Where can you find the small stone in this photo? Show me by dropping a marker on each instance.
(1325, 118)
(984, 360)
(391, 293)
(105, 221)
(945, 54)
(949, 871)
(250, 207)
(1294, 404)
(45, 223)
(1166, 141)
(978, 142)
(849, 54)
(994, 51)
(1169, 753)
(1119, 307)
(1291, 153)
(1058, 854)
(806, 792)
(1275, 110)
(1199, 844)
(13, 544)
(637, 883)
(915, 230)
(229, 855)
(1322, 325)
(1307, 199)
_ _ _ _
In the records above, change "small stone" to "pebble" and leave everything else as it is.

Where can you find the pebble in this photo? Show me by dropping a marker on each instance.
(1325, 118)
(984, 360)
(391, 293)
(105, 221)
(945, 54)
(949, 871)
(250, 207)
(1294, 404)
(45, 223)
(1166, 141)
(978, 142)
(849, 54)
(994, 51)
(1169, 753)
(1119, 307)
(1291, 153)
(1058, 854)
(806, 792)
(1275, 110)
(1199, 844)
(13, 544)
(637, 883)
(915, 230)
(229, 855)
(1322, 325)
(1307, 199)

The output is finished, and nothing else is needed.